» **練習問題**:
1. マーラーと意識についての対話では、意識の問題はもはや何の問題ではなくなっていると述べられていますか?
2. マーラーと意識についての対話を、最後の文の続きから書き進めてください。

(承前)―やれやれ、また話が逸れた。結局、マーラーについて一体何をしたいのか、そうやって撒き散らすものに対して、どう責任をとる
つもりなのか、答える気はないんだな? そもそも、何でマーラーじゃなくちゃいけないんだね。100年も前の、全く異なる環境に生きた
人間のした事が、お前の問題とやらにどう関わるというんだ。気質も能力も違えば、世界観だって違うだろう。せめて時代がもっと
近ければ、問題意識の共有とかもありうるだろうに、それをわざわざ自分の問題に引きつけるなんて、どこかですり替えでもしない限り
無理なんじゃないのか?
―確かに、マーラーの時代と現代では意識について得られている知識の量も違えば、見方も異なっているのは確かだ。進化論にしても
同じ事で、マーラーの時代には許されていた空想の入り込む余地はずっと少なくなっている。意識の問題は、もはや哲学の問題では
なくなっているんだ。恐らくは幸いなことにね。やっと机の叩き合い以上の議論ができるようになってきた。(それでも、屁理屈をひねり
出しては話をまぜっかえそうという、哲学者はいるみたいだけどね。)でも、意識の成立の機構がわかったとしても、意識「からの」展望は
なくならないし、意識「にとっての」問題は残るんだよ。クオリアはなくならないんだ。自分がどんなに儚く、しかも制限されたものだとしても、
それをまるまる幻想だと言うべきではないんだ。フッサールの現象学が、意識が自分の背中を、自分の基盤を覗き込むことができると
考えていたとしたら、その思い込み自体は幻想だと言って良い。意識は「ほぼ」おまけみたいなものだろうよ。でも、意識は現にある。
だいいち、こうした議論をやっているのはまさに意識じゃないか。自分の権能について幻想を抱くべきじゃないけど、でもまるまる
なかったことにするわけにはいかない。或る種の宗教はこうした考え方自体を問題視するのかも知れないけど、僕はそうは思わない。
マーラーの音楽は、それが如何に大きく暗黙のものとなった技能や、無意識的な様々な活動に依拠しているとしても、それでも
意識なしには産み出されなかったと思うよ。意識は極めて受動的に「書きとった」のかも知れないけど、マーラーの音楽には、
書きとらされた意識がはっきりと読み取れると思うんだ。しかもマーラーは、自我の全能性に対する懐疑を持ち合わせていた。

» **データ一覧**:
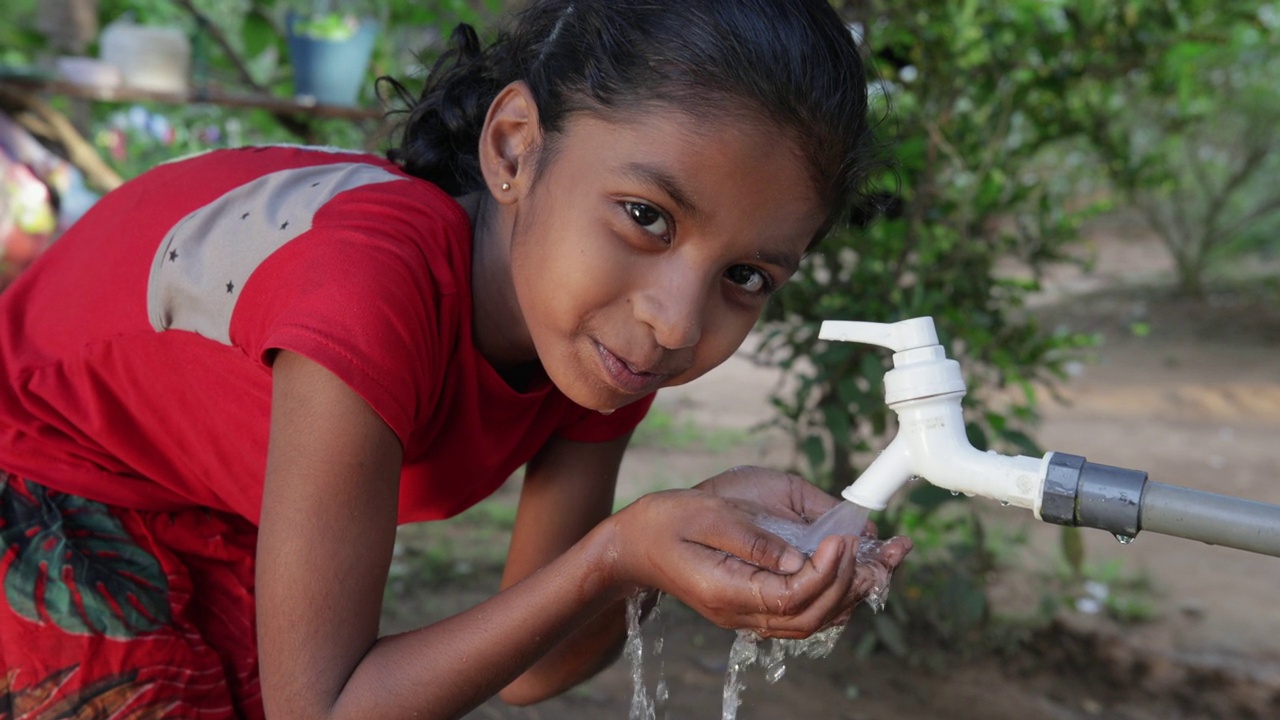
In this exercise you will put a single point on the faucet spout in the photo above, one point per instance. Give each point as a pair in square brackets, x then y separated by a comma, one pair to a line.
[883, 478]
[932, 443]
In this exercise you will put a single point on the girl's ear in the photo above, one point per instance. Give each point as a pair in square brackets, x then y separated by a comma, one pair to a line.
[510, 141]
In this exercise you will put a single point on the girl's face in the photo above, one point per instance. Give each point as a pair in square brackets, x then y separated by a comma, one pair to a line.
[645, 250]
--
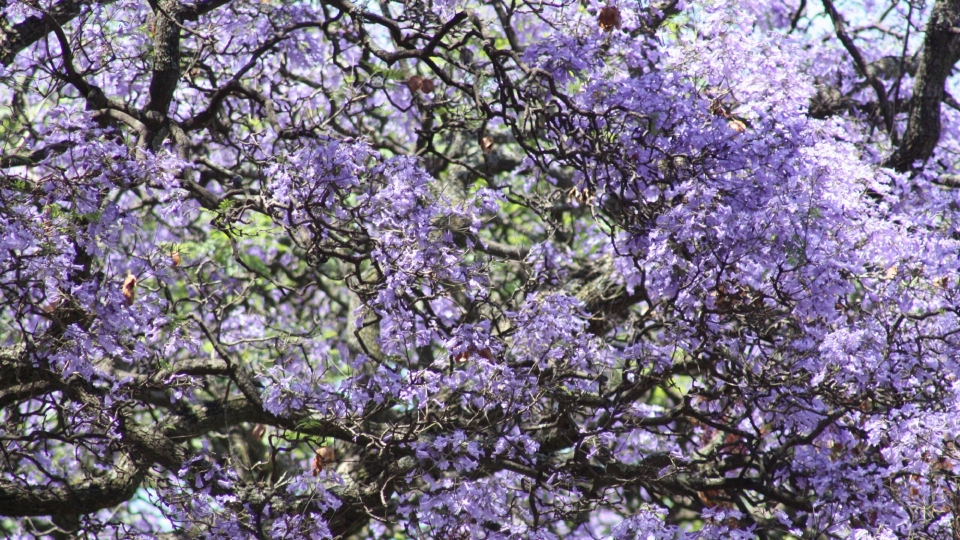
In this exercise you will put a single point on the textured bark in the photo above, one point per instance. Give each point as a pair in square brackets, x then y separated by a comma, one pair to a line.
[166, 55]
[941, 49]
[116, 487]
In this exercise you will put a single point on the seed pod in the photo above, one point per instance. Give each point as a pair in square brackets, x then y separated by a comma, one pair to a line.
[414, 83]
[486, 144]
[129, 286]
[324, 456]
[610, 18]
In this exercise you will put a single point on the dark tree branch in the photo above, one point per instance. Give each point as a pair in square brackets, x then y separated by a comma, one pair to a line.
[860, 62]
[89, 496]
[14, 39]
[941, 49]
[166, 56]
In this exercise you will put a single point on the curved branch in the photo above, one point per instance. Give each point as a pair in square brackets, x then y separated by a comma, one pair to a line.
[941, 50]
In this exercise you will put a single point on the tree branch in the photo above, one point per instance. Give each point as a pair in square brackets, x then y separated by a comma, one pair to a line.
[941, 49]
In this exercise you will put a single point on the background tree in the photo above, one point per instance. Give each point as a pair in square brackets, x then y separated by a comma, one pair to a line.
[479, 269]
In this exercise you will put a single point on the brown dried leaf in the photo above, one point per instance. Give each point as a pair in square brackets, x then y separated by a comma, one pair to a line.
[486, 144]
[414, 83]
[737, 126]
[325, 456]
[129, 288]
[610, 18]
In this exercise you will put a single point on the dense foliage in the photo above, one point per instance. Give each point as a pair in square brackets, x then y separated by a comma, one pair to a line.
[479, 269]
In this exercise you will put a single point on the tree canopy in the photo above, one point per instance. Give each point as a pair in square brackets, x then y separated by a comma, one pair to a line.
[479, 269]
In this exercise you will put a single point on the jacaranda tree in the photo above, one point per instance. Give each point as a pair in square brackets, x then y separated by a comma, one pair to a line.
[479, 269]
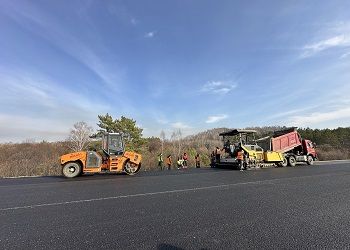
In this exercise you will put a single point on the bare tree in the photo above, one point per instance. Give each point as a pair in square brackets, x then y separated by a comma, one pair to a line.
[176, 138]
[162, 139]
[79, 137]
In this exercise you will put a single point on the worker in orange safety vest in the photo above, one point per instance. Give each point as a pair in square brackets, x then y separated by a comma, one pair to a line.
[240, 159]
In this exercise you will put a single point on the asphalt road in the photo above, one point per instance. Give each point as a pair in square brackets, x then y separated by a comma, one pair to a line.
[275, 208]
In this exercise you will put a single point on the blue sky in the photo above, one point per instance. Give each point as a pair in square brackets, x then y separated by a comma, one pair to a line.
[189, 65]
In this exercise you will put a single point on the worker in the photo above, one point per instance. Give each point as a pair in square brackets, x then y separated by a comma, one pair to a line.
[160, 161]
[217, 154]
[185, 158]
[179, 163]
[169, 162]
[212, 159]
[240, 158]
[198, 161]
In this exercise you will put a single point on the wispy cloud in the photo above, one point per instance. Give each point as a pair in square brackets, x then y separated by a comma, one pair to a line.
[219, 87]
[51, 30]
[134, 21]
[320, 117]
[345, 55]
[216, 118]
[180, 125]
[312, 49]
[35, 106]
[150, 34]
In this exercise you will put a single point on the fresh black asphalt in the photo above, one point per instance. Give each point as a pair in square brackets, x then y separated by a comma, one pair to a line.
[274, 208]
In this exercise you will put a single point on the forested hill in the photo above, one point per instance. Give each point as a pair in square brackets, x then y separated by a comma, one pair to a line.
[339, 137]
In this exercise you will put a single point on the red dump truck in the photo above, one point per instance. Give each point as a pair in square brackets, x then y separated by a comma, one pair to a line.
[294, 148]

» **練習問題の解答**:
1. 哲学の問題ではなくなっていると述べられています。

2.
うまくいえないけど、マーラーの場合に限って言えば、こうした問題は、音楽のいわゆる標題、単なる素材じゃない。音楽の構造
自体がこうした問題の構造をある仕方で写し取っているんだと思うよ。
勿論、そうした事態が唯一マーラーだけにおきていると考えているわけではないし、問題意識としてはもっと今日的な仕方で
向き合っていると思える音楽もある。例えば三輪眞弘、クセナキスの方が意識というものに対する距離のとり方としては
現代的だし、いわゆるパラダイムみたいな部分で暗黙のうちに共有している部分が大きいんだろうと思う。あるいは晩年の
ショスタコーヴィチの方がマーラーより遥かに醒めていて徹底しているかも知れない。個人的な気質みたいな部分だったら、
ヴェーベルンの方が遥かに身近だと思ってる。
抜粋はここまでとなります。